(Labeled-object pointing entries)
# # # # # # #

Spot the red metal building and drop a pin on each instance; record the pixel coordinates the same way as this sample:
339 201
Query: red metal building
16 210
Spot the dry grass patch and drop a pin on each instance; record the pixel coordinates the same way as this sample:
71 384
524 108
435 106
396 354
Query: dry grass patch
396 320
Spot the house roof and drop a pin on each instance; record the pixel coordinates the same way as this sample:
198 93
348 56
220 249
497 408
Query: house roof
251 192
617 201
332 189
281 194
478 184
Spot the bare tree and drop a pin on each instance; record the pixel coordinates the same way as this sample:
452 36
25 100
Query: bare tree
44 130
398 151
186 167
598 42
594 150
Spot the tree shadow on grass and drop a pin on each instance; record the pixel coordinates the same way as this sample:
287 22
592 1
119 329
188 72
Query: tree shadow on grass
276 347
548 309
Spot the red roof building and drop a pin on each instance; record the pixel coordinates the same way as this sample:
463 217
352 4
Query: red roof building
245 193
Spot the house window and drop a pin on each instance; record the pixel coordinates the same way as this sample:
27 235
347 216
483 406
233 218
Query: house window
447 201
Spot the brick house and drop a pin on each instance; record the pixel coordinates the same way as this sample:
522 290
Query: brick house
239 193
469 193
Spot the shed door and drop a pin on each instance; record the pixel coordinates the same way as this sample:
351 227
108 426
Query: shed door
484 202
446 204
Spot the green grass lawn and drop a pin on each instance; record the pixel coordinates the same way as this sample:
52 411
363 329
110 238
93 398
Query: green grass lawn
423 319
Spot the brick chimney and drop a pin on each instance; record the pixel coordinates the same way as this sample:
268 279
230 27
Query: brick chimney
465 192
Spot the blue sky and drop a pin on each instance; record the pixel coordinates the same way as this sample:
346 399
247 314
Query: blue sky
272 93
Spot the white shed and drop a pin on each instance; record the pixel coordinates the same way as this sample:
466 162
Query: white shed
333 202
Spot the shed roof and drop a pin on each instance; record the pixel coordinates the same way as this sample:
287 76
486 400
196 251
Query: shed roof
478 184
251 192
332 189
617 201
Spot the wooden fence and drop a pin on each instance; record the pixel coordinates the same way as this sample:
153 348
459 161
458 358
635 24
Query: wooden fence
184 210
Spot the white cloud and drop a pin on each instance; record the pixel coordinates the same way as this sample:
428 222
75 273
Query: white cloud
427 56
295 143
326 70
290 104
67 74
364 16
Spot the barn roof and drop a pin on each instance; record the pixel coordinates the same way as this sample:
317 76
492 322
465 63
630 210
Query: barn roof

# # # # # # #

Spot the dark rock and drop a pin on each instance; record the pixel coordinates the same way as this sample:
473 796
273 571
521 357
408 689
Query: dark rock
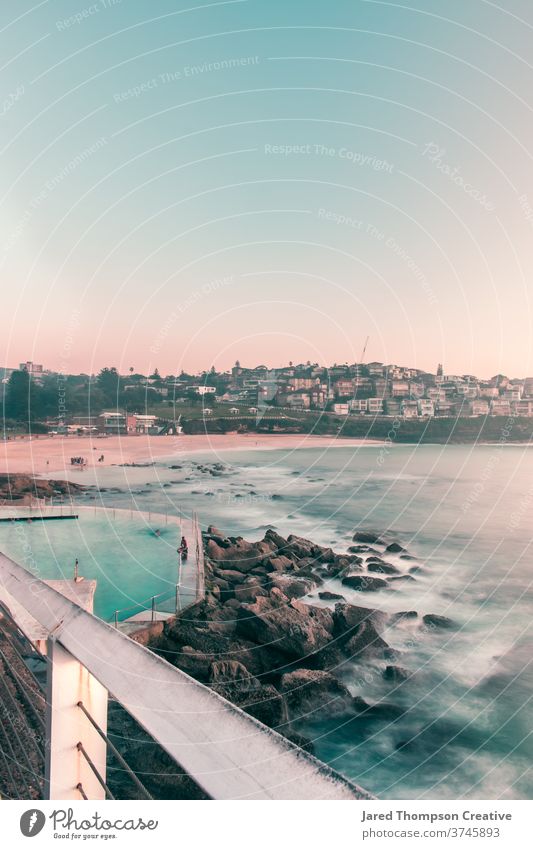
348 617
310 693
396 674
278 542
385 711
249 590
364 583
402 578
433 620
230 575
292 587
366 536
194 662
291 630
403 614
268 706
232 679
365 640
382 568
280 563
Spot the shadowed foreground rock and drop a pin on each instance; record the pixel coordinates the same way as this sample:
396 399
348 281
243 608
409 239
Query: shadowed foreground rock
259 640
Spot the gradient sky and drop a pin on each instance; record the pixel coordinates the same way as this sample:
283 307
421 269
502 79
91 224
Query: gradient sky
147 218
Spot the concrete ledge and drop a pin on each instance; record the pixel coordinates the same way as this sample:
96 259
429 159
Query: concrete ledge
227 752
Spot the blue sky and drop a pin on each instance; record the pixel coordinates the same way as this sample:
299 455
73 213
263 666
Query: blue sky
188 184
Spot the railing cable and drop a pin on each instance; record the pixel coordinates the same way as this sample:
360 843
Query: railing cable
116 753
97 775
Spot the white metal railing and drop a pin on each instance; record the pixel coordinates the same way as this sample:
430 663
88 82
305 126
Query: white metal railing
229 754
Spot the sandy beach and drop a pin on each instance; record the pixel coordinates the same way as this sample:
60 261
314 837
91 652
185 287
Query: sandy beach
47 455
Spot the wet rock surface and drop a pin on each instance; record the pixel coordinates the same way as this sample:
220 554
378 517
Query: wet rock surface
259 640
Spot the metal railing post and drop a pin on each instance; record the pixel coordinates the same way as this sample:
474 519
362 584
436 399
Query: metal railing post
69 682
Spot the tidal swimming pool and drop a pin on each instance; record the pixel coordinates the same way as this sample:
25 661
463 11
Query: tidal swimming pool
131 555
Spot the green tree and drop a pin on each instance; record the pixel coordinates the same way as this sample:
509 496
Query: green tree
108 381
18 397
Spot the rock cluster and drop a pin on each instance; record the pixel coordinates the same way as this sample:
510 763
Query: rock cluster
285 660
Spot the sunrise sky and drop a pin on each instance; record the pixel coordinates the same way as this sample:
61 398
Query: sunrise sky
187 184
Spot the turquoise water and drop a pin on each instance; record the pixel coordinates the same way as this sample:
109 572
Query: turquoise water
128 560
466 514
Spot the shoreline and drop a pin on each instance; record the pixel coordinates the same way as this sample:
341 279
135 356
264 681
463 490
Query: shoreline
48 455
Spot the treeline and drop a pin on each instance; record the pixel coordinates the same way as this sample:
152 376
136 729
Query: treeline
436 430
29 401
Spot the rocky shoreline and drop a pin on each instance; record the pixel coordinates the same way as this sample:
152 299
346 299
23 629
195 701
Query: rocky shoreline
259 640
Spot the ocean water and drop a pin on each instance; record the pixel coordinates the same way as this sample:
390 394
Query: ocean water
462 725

# # # # # # #

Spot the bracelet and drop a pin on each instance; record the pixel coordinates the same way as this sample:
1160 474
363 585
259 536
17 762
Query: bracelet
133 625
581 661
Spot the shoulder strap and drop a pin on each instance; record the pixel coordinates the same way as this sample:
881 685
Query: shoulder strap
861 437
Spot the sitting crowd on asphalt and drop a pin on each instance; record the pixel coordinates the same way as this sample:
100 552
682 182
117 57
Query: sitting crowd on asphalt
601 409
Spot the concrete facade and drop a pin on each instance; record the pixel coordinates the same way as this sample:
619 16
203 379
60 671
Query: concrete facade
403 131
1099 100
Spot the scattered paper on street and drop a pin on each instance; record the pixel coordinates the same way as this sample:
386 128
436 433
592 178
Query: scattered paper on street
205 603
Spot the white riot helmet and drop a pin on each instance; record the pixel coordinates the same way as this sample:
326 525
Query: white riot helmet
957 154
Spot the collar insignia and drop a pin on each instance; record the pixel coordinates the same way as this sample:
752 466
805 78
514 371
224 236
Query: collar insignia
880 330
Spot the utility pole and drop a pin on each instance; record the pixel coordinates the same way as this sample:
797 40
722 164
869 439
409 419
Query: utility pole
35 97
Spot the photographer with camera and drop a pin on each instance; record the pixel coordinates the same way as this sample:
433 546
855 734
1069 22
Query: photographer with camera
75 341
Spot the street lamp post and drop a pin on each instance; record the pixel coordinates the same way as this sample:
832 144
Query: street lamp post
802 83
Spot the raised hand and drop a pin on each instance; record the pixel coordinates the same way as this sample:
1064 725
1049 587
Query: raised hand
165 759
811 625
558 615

# # # # # # #

§ WHAT TO WORK ON: Repeat the listing lines verbatim, starting with the line that contains "Spot the red roof" and going on through the line that contains "Query: barn roof", with both of those lines included.

§ SOLUTION TO THIS EXERCISE:
Spot the red roof building and drop a pin on each instance; record the pixel coordinates the same way as this sample:
463 217
352 4
Query: red roof building
245 193
Spot the house window and drop a pin on each instance; record the pixel coordinates the same way as this sample:
27 235
347 216
483 406
233 218
Query: house window
447 201
Spot the brick house and drop a pin on each instance; record the pixel coordinates the same way as this sample:
522 290
Query: brick house
239 193
469 193
Spot the shed door and drop a pin on each instance; record the pixel coordinates the same way as this sample:
351 227
108 426
Query: shed door
484 202
446 204
Spot the green grass lawn and drop a pin on each instance; record the pixel coordinates the same way as this sample:
52 411
363 329
110 238
93 398
Query: green grass lawn
423 319
Spot the brick chimney and drop a pin on each instance; record the pixel coordinates the same way as this sample:
268 279
230 27
Query: brick chimney
465 192
Spot the blue sky and drop a pin on each instance; record the pixel coordinates the same way as this sample:
346 399
247 314
Query: blue sky
272 93
Spot the white shed and drop a pin on each instance; record the pixel coordinates the same way as this sample:
466 162
Query: white shed
333 202
Spot the shed roof and drop a pin on each instance; record the pixel coordinates the same way as this sample:
287 76
486 400
196 251
Query: shed roof
478 184
251 192
332 189
617 201
Spot the wooden fence and drop a pin on each instance; record the pixel coordinates the same way as this sample:
153 348
459 161
458 358
635 24
Query: wooden fence
184 210
Spot the white cloud and drop a pin on each instance; record the pixel coordinates the same way as this sample:
428 222
75 273
Query: white cloud
427 56
295 143
326 70
290 104
67 74
364 16
Spot the barn roof and drop a pin on each instance; record the pixel coordinates the same way as this sample:
317 76
492 322
465 63
630 210
Query: barn roof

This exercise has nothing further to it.